*Tasks:*
1/ According to the Unicode tutorial, how many bits does the official ASCII standard use to represent a character?
2/ Decide whether each statement agrees with the Unicode tutorial, answering yes or no and quoting the deciding words: (a) Latin-1 adds 128 characters to ASCII. (b) Unicode code points run up to U+FFFFFF. (c) The single-byte ASCII extensions support Cyrillic.
3/ Write out the passage of the Unicode tutorial from "In this tutorial, we’re" to "support English languages.", word for word.

Unicode is a way to represent characters within our programs. It supports a huge number of characters. As of Unicode 15.0, it represents 149,186 different characters. However, representing this number of options means that we need to be able to store them all, which means that they need to be represented in memory.
In this tutorial, we’re going to explore different ways Unicode characters can be represented and how much space each takes.
2. ASCII Encoding
Before Unicode, there were several different character encodings to use. Of these, ASCII was one of the more common ones.
The official ASCII standard represents characters in 7 bits, allowing for 128 characters. However, this includes some special control characters – to represent things such as tabs, new lines, and some special constructs used by early terminal controls. This allows us to represent 96 characters. Obviously, this is nowhere near as many as Unicode supports. In fact, it’s only really enough to support English languages.
There are then various extensions to ASCII that add some extra characters. For example, ISO-8859-1, also known as Latin-1, adds 128 characters and supports most characters from western European languages.
So far, all of this fits into a single byte, which makes it very convenient for representing in memory, storing on disk or transmitting between systems. However, it’s a very limited number of characters – 224 is only 0.1% of what Unicode can represent! In particular, it’s only able to support western European languages, with no support for different scripts such as Arabic, Cyrillic, Tamil, etc.
3. What is Unicode?
Unicode is an alternative way to represent characters. In this, there is a clear separation between the characters and how they are represented. Every character in the Unicode specification is assigned a code point, ranging from U+000000 up to U+10FFFF. In this range, we have support for a significant number of characters, covering a large number of different scripts from current and historical languages, as well as many other things such as emojis, mathematical symbols, music, braille and so on.

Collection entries
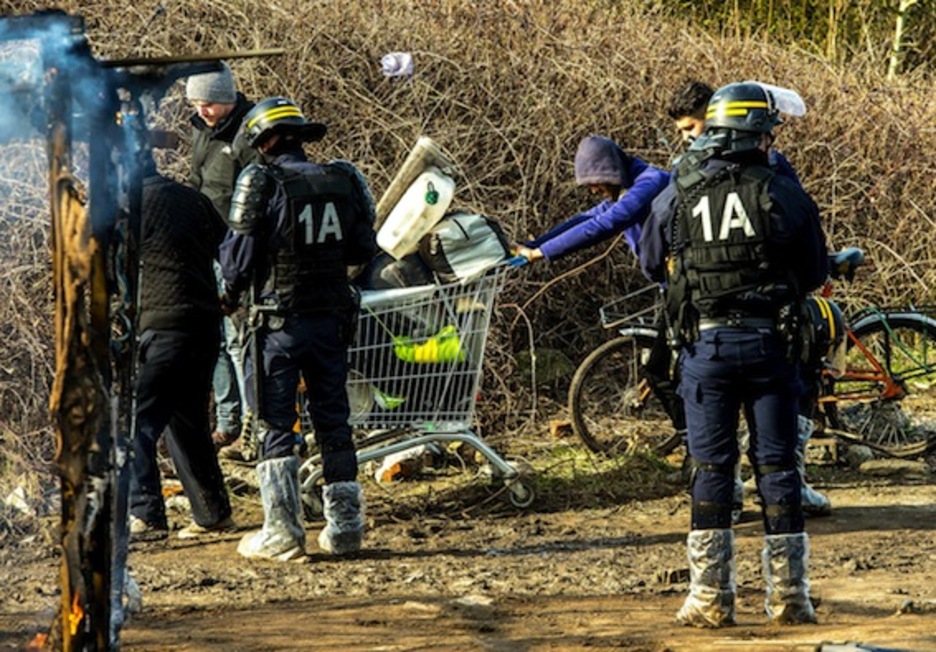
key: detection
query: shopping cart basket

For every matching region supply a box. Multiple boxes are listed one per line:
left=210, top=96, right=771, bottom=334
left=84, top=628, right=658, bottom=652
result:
left=300, top=267, right=534, bottom=518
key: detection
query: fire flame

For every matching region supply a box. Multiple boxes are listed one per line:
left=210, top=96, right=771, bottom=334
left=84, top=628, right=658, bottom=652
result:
left=68, top=593, right=84, bottom=636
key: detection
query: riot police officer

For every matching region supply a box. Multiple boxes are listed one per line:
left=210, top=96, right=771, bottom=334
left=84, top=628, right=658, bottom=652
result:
left=640, top=83, right=828, bottom=627
left=221, top=97, right=376, bottom=560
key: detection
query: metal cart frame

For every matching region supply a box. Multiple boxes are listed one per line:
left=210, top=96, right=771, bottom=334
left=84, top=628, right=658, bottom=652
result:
left=300, top=267, right=534, bottom=517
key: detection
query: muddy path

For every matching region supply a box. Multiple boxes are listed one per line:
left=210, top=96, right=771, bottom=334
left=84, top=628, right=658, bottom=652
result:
left=0, top=454, right=936, bottom=652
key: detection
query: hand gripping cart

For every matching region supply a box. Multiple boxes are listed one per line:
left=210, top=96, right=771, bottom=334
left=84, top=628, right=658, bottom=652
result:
left=299, top=266, right=534, bottom=519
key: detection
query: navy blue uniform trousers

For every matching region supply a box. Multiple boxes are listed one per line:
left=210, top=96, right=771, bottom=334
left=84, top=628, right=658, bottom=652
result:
left=130, top=322, right=231, bottom=526
left=679, top=327, right=803, bottom=534
left=245, top=312, right=357, bottom=484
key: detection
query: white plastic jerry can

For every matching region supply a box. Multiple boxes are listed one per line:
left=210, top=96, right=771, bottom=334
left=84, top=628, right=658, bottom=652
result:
left=377, top=165, right=455, bottom=260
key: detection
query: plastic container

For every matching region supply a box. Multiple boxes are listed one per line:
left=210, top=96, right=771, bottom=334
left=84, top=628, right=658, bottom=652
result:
left=377, top=136, right=454, bottom=227
left=377, top=165, right=455, bottom=260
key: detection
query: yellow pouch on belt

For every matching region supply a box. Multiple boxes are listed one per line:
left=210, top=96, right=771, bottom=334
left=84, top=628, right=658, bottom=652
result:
left=393, top=324, right=465, bottom=364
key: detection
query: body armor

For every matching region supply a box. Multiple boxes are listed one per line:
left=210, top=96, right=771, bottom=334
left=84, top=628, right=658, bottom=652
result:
left=262, top=165, right=357, bottom=312
left=667, top=165, right=792, bottom=342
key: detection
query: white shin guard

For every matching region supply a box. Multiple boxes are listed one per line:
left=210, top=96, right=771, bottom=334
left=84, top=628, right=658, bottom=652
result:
left=237, top=456, right=305, bottom=561
left=676, top=529, right=737, bottom=627
left=318, top=481, right=364, bottom=555
left=762, top=532, right=816, bottom=624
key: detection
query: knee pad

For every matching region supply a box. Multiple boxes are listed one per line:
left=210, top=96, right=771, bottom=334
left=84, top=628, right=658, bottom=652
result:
left=689, top=460, right=734, bottom=530
left=757, top=466, right=804, bottom=534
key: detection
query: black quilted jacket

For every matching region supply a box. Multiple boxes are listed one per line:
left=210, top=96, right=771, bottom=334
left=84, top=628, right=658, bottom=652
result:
left=140, top=175, right=226, bottom=332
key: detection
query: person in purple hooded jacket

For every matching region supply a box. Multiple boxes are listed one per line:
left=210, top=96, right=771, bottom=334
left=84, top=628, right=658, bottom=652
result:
left=516, top=135, right=686, bottom=434
left=517, top=135, right=669, bottom=262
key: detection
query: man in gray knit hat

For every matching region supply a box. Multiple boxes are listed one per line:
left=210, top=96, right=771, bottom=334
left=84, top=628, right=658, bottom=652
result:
left=185, top=62, right=257, bottom=460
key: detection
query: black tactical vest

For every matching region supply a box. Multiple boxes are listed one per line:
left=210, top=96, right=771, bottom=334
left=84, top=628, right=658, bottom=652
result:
left=674, top=166, right=788, bottom=319
left=263, top=165, right=357, bottom=312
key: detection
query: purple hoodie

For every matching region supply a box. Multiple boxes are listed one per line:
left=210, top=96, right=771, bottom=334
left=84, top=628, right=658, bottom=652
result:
left=526, top=136, right=669, bottom=260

*Responses by task:*
1/ 7 bits, allowing for 128 characters.

2/
(a) Yes: "ISO-8859-1, also known as Latin-1, adds 128 characters"
(b) No: "ranging from U+000000 up to U+10FFFF"
(c) No: "with no support for different scripts such as Arabic, Cyrillic, Tamil, etc."

3/
In this tutorial, we’re going to explore different ways Unicode characters can be represented and how much space each takes.
2. ASCII Encoding
Before Unicode, there were several different character encodings to use. Of these, ASCII was one of the more common ones.
The official ASCII standard represents characters in 7 bits, allowing for 128 characters. However, this includes some special control characters – to represent things such as tabs, new lines, and some special constructs used by early terminal controls. This allows us to represent 96 characters. Obviously, this is nowhere near as many as Unicode supports. In fact, it’s only really enough to support English languages.